**WORK TASK:**
Below are the records; give again exactly the lines that run from the one with "Task: point out each instance of the parked" through the last line.
Content starts
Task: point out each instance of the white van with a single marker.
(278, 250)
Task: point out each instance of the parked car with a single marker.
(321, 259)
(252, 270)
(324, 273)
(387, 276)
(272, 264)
Content ends
**EXERCISE OUTPUT:**
Task: point out each instance of the parked car with a single marker.
(321, 259)
(252, 270)
(324, 273)
(387, 276)
(272, 264)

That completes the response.